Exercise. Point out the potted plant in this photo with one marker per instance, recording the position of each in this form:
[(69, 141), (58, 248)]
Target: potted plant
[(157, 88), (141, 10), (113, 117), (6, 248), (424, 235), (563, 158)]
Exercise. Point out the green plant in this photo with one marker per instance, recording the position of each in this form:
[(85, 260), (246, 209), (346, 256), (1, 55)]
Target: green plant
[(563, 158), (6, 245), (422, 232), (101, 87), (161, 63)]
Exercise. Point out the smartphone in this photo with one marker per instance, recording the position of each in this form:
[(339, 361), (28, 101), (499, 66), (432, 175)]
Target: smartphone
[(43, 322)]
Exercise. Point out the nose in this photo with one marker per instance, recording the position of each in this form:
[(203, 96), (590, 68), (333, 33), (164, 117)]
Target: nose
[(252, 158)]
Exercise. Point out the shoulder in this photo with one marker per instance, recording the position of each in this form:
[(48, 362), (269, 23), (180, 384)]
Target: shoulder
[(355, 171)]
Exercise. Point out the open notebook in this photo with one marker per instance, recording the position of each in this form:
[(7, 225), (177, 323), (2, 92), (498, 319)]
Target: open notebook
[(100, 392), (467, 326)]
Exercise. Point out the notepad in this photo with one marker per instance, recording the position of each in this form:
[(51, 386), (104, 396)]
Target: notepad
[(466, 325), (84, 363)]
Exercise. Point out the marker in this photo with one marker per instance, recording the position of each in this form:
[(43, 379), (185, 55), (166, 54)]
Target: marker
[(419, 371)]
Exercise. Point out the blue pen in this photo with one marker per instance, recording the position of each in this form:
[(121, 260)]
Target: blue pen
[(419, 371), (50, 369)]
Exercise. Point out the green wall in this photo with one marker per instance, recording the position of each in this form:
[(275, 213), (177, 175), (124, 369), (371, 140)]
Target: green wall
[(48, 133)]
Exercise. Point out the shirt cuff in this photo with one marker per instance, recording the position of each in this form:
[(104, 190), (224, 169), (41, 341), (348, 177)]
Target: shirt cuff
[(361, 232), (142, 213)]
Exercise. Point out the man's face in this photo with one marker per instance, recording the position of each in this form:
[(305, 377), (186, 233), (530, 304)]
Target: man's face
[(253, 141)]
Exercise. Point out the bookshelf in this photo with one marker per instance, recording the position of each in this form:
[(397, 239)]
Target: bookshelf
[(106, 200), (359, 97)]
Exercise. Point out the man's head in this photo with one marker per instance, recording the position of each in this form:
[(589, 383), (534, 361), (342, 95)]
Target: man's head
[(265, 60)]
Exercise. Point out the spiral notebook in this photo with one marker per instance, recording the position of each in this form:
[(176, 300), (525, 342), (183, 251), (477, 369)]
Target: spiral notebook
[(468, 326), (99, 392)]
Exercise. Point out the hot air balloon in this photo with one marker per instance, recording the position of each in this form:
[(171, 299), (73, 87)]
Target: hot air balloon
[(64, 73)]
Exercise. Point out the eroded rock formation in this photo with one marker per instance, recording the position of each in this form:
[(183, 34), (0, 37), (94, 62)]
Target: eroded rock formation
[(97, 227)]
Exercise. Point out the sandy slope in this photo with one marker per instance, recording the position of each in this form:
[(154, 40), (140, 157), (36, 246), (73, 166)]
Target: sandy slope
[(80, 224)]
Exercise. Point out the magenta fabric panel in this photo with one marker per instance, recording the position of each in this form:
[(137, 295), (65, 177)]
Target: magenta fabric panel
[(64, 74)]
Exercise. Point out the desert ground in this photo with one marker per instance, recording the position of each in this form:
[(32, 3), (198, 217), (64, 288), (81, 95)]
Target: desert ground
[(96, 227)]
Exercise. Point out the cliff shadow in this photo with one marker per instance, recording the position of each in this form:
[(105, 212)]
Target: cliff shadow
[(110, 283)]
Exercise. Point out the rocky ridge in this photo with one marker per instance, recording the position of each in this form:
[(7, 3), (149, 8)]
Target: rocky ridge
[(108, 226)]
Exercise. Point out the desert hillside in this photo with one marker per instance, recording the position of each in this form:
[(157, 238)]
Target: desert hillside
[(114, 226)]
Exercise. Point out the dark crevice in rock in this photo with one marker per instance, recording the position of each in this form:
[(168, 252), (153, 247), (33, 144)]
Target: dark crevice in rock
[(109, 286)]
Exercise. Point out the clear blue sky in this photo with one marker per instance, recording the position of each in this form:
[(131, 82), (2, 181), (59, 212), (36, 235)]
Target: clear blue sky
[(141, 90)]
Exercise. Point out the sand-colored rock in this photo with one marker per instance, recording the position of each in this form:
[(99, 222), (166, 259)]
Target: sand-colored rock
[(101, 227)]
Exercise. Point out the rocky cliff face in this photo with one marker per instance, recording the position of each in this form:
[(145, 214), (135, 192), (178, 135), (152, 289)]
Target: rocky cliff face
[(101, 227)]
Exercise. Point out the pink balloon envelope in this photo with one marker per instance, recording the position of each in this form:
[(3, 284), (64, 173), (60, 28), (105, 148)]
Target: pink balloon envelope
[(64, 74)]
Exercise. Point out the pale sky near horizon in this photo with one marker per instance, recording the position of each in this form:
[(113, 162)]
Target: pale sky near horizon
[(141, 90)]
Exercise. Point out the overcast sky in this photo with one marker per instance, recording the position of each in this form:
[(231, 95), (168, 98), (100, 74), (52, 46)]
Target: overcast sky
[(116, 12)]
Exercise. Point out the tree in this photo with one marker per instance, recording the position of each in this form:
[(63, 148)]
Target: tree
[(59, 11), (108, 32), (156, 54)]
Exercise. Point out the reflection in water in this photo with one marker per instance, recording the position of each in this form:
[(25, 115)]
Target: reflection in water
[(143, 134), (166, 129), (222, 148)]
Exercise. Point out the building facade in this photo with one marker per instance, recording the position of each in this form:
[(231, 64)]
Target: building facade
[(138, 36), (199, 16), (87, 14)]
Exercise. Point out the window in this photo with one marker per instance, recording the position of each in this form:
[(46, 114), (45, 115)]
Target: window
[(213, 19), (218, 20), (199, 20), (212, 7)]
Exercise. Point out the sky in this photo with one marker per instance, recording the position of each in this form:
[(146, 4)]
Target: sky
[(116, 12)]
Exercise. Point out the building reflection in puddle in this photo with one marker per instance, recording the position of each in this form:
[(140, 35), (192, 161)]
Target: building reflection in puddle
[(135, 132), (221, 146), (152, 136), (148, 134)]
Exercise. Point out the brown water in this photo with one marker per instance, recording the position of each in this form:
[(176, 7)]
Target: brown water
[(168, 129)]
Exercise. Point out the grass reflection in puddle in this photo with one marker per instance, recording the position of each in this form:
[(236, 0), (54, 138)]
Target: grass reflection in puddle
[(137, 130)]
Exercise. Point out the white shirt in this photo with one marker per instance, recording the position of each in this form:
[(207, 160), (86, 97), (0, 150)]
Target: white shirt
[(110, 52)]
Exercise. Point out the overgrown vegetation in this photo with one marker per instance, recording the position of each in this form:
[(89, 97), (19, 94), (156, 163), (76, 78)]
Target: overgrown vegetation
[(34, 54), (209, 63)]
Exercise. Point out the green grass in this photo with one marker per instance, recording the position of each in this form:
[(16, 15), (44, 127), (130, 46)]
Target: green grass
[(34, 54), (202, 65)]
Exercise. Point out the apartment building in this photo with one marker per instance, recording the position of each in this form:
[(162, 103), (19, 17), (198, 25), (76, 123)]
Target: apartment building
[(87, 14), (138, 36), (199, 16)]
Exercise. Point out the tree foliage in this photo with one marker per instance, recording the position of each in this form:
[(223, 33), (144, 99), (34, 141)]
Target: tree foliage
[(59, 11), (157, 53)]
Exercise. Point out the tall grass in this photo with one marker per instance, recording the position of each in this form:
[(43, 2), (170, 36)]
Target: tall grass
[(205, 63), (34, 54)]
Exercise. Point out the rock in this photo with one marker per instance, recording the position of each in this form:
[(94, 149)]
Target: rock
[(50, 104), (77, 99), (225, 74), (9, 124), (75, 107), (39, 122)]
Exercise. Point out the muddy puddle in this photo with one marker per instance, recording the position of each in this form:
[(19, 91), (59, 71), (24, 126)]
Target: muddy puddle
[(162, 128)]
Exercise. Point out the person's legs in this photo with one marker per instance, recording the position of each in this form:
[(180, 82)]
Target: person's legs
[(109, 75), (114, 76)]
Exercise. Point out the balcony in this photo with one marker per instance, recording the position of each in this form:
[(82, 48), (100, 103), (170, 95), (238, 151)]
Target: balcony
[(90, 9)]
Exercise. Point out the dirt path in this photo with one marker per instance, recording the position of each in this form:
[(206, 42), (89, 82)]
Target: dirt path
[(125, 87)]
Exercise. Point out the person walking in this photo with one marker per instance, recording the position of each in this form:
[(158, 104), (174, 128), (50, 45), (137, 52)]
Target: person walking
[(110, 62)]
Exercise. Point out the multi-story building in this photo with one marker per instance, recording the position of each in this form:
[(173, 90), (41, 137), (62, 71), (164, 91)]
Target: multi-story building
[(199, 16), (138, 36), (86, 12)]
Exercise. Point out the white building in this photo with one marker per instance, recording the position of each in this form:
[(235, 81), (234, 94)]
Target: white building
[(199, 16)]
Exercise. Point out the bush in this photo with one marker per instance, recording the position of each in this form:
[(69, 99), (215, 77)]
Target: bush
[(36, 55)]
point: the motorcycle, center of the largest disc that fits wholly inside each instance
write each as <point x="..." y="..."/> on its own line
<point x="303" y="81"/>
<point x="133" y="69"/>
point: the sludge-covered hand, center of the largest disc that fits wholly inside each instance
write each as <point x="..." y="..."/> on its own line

_ _ _

TASK REQUIREMENTS: Your answer should be the lines above, from the line containing "Exercise. Point out the muddy" up to and including the line containing "point: the motorcycle, center", reproduced exactly and with nothing else.

WRITTEN RESPONSE:
Exercise. Point out the muddy puddle in this photo with one marker per instance, recording the position of each in this form:
[(19, 91), (59, 71), (24, 126)]
Target: muddy puddle
[(162, 128)]
Exercise. Point out the person's legs in this photo with one marker per instance, recording the position of each in this form:
[(180, 82)]
Target: person's legs
[(109, 75), (114, 76)]
Exercise. Point out the balcony in this photo with one marker per instance, recording the position of each in this form:
[(82, 48), (100, 103), (170, 95), (238, 151)]
Target: balcony
[(90, 9)]
Exercise. Point out the dirt path in this photo with one marker per instance, recording the position of each in this form:
[(206, 42), (89, 82)]
Target: dirt path
[(125, 87)]
Exercise. Point out the person walking in this photo with one marker per instance, recording the position of each in this form:
[(158, 104), (174, 128), (50, 45), (137, 52)]
Target: person walking
[(110, 62)]
Exercise. Point out the multi-story building in this photo with one marker per instance, recording the position of each in this form:
[(173, 90), (41, 137), (62, 71), (164, 91)]
Target: multi-story building
[(199, 16), (138, 36), (86, 12)]
Exercise. Point out the white building in this photo with one marker per instance, recording the position of each in this form:
[(235, 81), (234, 94)]
Target: white building
[(199, 16)]
Exercise. Point out the bush in this photo with one marker per instance, recording the position of each in this form:
[(69, 99), (215, 77)]
Target: bush
[(36, 55)]
point: the motorcycle, center of the largest disc that fits wholly inside each instance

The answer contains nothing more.